Copy the entries below exactly as they are, but leave out the pictures.

## begin

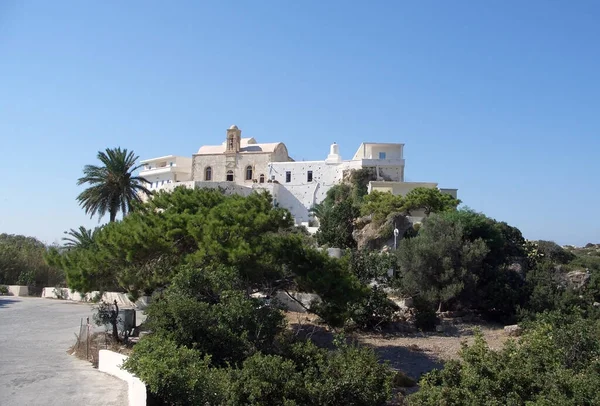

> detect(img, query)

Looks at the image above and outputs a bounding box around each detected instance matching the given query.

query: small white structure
[269,142,404,224]
[140,155,192,190]
[98,350,147,406]
[140,125,456,225]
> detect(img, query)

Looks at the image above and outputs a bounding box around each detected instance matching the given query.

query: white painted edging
[98,350,146,406]
[42,287,150,310]
[2,285,29,296]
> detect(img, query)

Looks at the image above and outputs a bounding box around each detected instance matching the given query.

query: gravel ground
[286,312,508,380]
[358,324,508,379]
[0,296,127,406]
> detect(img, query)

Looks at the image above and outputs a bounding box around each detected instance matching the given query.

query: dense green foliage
[0,234,64,287]
[61,150,600,406]
[53,188,368,326]
[409,314,600,406]
[77,148,150,222]
[125,252,392,406]
[313,184,360,248]
[396,215,488,311]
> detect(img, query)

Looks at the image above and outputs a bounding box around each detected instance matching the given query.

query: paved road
[0,296,127,406]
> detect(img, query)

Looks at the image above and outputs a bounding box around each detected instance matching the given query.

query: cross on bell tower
[225,125,242,154]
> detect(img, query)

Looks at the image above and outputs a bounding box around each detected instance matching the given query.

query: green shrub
[409,315,600,406]
[392,371,417,388]
[350,286,397,330]
[413,296,438,331]
[123,335,229,406]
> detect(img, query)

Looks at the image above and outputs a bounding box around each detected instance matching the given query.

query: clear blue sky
[0,0,600,244]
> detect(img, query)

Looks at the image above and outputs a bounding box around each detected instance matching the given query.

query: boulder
[565,270,592,289]
[504,324,523,337]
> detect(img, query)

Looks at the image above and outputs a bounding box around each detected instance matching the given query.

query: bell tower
[225,125,242,154]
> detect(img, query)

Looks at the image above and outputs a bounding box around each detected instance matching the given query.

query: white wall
[268,161,345,223]
[98,350,147,406]
[3,285,29,296]
[352,142,404,160]
[42,287,150,310]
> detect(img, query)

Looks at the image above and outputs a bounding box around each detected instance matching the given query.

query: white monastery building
[140,125,457,225]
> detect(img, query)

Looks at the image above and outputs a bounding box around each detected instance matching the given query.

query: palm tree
[62,226,98,249]
[77,148,151,222]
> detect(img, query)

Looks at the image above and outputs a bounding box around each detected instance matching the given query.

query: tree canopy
[0,234,64,287]
[77,147,151,222]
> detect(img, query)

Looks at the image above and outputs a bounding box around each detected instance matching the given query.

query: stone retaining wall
[98,350,147,406]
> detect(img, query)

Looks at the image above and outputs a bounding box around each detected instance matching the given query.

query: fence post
[77,317,83,350]
[85,317,90,361]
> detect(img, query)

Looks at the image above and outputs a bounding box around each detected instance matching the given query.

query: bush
[350,286,398,330]
[413,296,438,331]
[290,342,392,406]
[409,315,600,406]
[123,335,228,406]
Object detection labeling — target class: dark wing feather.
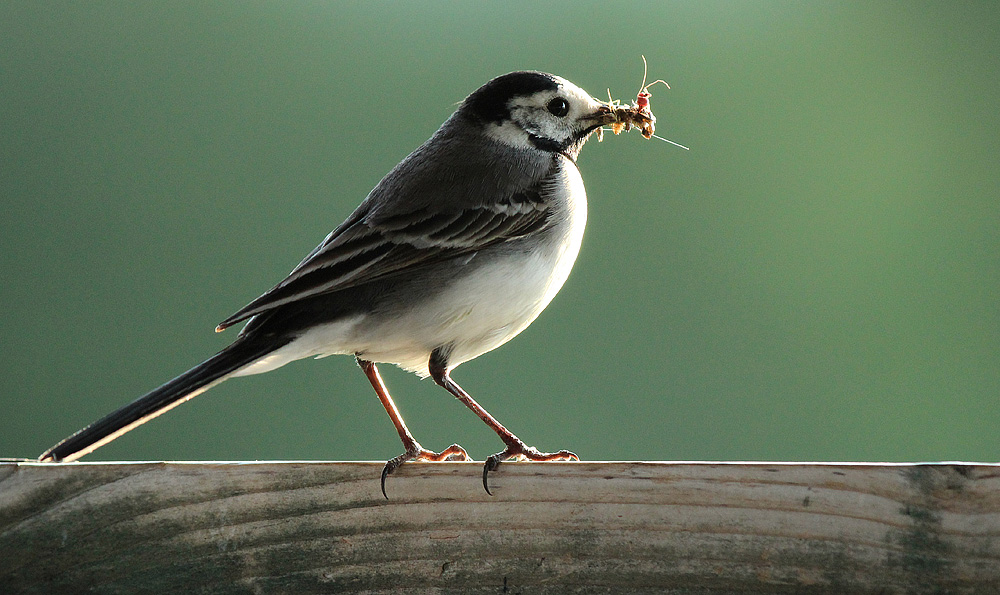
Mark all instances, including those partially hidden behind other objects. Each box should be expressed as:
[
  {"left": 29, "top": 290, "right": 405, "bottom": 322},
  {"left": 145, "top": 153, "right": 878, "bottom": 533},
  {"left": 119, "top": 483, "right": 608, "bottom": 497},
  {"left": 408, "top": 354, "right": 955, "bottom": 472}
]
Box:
[{"left": 216, "top": 198, "right": 550, "bottom": 330}]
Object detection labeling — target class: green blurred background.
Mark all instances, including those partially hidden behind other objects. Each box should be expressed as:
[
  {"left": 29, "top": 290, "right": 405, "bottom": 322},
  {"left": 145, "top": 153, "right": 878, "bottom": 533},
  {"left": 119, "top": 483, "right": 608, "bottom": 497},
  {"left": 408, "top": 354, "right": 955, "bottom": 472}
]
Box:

## end

### [SOLUTION TO THIS TASK]
> detect(img, query)

Looks at the image above and outputs a bounding box around each detected instance matching the given query.

query: small white structure
[269,142,404,224]
[140,155,192,190]
[98,350,147,406]
[140,125,456,225]
> detect(img, query)

Looks at the image above and outputs a bounding box around each detected instance matching the given query.

query: white painted edging
[98,350,146,406]
[42,287,150,310]
[2,285,29,296]
> detect(img, query)

Looks at the image above and outputs a bounding box around each detected instance matching the given query.

query: gravel ground
[286,312,508,380]
[358,324,508,379]
[0,296,127,406]
> detect(img, query)

Looks at the image above and outputs a bounding box around each detected instance matching the given query.

query: dense green foliage
[0,234,64,287]
[61,150,600,406]
[53,188,368,326]
[409,314,600,406]
[77,148,150,222]
[125,252,392,406]
[313,184,360,248]
[396,215,488,311]
> detect(img, query)

Looks at the image above and outputs a bounding box around each detected instance matching the given query.

query: paved road
[0,296,127,406]
> detect(img, query)

Looks at the image above and outputs a bounding box around each detected instance matching the given query.

query: cross on bell tower
[225,125,242,154]
> detect(img, query)

Looks at the image above and outputs a bounding box around each detected instance matching the given query.

query: green shrub
[409,315,600,406]
[392,371,417,388]
[350,286,397,330]
[413,296,438,331]
[123,335,229,406]
> detect(img, query)

Looks at the image above and outputs a bounding box around each detected instance matching the given query.

query: clear blue sky
[0,0,600,244]
> detect(img, query)

Looks at the image above and outputs a bounding box around each detected instance matching the given query.

query: boulder
[565,270,592,289]
[504,324,523,337]
> detect(img, query)

Looks at the image above and outputs a bounding box around each detected instance matching the given query.

query: bell tower
[225,125,242,154]
> detect(img, query)

Looks at the image above and outputs a bounding box around each detected instance matching the given query.

query: white wall
[268,161,345,223]
[98,350,147,406]
[3,285,29,296]
[352,142,404,160]
[42,287,150,310]
> detect(img, query)

Looks at the image above and outputs a bounding box around each detected instance matching the given query.

query: white monastery building
[140,125,457,225]
> detect(img, query)

Looks at the image above and outputs a bounding box around each detected instance matching the given query.

query: palm tree
[62,226,98,249]
[77,148,151,222]
> detect(img, query)

Looks at the image above and outputs a bounding box around each detected instance matching the given query.

query: tree canopy
[0,234,64,287]
[77,147,151,222]
> detect(img, query)

Looks at the image above and outputs a bounding box around each detected instance matching the given query.

query: stone retaining wall
[98,350,147,406]
> detect(img, query)

Looks at the image above and outputs a bounding box around each detected instance matching the given query.

query: fence post
[77,317,83,350]
[85,317,90,361]
> detect(img, query)

Looks at the image above and outputs a bounding box around each detected instance matching the given query.

query: bush
[350,286,398,330]
[413,296,438,331]
[290,342,392,406]
[409,315,600,406]
[123,335,228,406]
Object detection labeling — target class: dark wing feather.
Mark all instances, including those partially hidden behind other objects. Each box should be expressed as:
[
  {"left": 29, "top": 290, "right": 405, "bottom": 322},
  {"left": 145, "top": 153, "right": 878, "bottom": 533},
  {"left": 119, "top": 483, "right": 608, "bottom": 497},
  {"left": 408, "top": 354, "right": 955, "bottom": 472}
]
Box:
[{"left": 216, "top": 198, "right": 550, "bottom": 330}]
Object detection labeling — target class: green blurred background.
Mark all instances, including those partially hidden behind other objects. Each box should be expressed as:
[
  {"left": 29, "top": 290, "right": 405, "bottom": 322},
  {"left": 145, "top": 153, "right": 878, "bottom": 533},
  {"left": 119, "top": 483, "right": 608, "bottom": 497},
  {"left": 408, "top": 354, "right": 955, "bottom": 472}
]
Box:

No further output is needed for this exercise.